## TASK SET
A. Decide whether each statement below agrees with the passage on green tea, answering yes or no and quoting the words from the passage that settle it. (i) Green tea makes up about a fifth of all tea consumed. (ii) Drinking four cups of green tea or fewer lowers LDL cholesterol. (iii) The 2006 study of Japanese participants lasted 11 years.
B. Take the passage on green tea further, picking up after its final sentence.

## SELECTED TEXT
Segment Open

Green tea has been consumed and hailed for its health benefits for centuries around the world. All teas, except the herbal varieties, are brewed from the dried leaves of the Camellia sinensis bush. Green tea is made from the un-oxidised leaves and is one of the least processed forms of tea. It therefore contains a higher level of antioxidants and beneficial polyphenols. It accounts for only about 20% of the total tea consumption.
Green tea was used in traditional Chinese and Indian medicine to heal wounds and control bleeding, to aid digestion, to regulate body temperature and to improve heart and mental health. Nowadays studies have suggested that the positive effects can range from weight loss to helping type 2 diabetes, liver disorders and Alzheimer’s disease. But it is important to note that more evidence is required before these possible health benefits are proved definitive.
Possible health benefits of green tea
- Cancer – The polyphenols in tea have been shown to decrease tumour growth in animal and laboratory studies according to the National Cancer Institute in the US. Researchers believe these high polyphenol levels help kill cancerous cells and stop them from growing. But the amount of tea required for cancer preventative effects has varied widely in studies from 2 to 10 cups a day. We will also take a look at the possible benefits of matcha tea which is powdered green tea in which the whole leaves are consumed thus increasing the concentration of the possible beneficial ingredients.
- Lowering Cholesterol – Studies have found that consuming green tea have lead to a modest but significant reduction in LDL or bad cholesterol. However the quantities required suggest that 4 cups or less have no effect.
- Heart Disease – A study in 2006 which followed over 40,000 Japanese participants between the ages of 40 and 79 for 11 years concluded that green tea consumption is associated with reduced mortality due to all causes including cardiovascular disease. The participants who drank at least 5 cups a day had a significantly lower risk of dying than those who drank less than one cup per day.
- Weight Loss – Studies have been inconclusive in this area so more research is needed.

Segment Closed

## Dataset entries
Segment Open

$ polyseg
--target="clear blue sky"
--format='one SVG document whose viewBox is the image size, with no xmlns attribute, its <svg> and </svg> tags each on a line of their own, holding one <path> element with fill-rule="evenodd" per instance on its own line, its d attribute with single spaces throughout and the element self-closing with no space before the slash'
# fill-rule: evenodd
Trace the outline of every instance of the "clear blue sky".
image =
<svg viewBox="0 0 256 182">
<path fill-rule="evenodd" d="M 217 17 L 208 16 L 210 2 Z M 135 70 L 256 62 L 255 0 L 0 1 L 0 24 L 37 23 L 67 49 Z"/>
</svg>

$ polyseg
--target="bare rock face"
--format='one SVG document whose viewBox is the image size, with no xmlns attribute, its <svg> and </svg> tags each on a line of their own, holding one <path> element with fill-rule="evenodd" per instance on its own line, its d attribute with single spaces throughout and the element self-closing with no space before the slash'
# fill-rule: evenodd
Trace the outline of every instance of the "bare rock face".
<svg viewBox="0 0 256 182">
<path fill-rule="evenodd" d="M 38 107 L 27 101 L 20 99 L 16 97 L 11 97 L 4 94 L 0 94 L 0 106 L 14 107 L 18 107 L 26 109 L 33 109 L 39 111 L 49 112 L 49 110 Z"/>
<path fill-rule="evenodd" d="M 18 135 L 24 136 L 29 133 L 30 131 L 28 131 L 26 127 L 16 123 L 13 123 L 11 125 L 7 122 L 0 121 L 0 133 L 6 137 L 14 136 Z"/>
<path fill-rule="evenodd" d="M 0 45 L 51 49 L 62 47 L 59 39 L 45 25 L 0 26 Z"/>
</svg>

Segment Closed

## ACTIVITY ANSWERS
A.
(i) Yes: "It accounts for only about 20% of the total tea consumption."
(ii) No: "However the quantities required suggest that 4 cups or less have no effect."
(iii) Yes: "followed over 40,000 Japanese participants between the ages of 40 and 79 for 11 years"

B.
- Reducing Risk of Stroke – A study published in the journal Stroke: Journal of the American Heart Association, found that adding daily green tea and coffee to your daily diet helped lower the risk of stroke.
- Alzheimer’s Disease – Various studies have looked at molecules in green tea which could protect cells from the toxic effects of the protein amyloid-beta.
- Type 2 Diabetes – Once again the relationship between green tea and diabetes has produced inconsistent results in studies carried out so far.
- Working Memory – Research published in the journal Psychopharmacology in 2014 suggests that green tea can enhance our brain’s cognitive functions particularly the working memory.
- Inflammatory Skin Diseases – A study in 2007 concluded that green tea could help treat skin disorders such as dandruff and psoriasis.
- Rheumatoid Arthritis – A new study has found that a compound in green tea could be an effective treatment for RA.
There are few side effects for adults of drinking green tea but those taking anticoagulant drugs such as warfarin should drink it with caution due to its vitamin K content.
Matcha is a powdered form of green tea and one cup delivers the equivalent antioxidant power of 10 cups of green tea. It is also said to have approximately 15 times the amount of antioxidants as blueberries or pomegranates. There have been few studies on the health benefits of matcha but it can be assumed that the possible benefits of green tea would be obtained from matcha as well.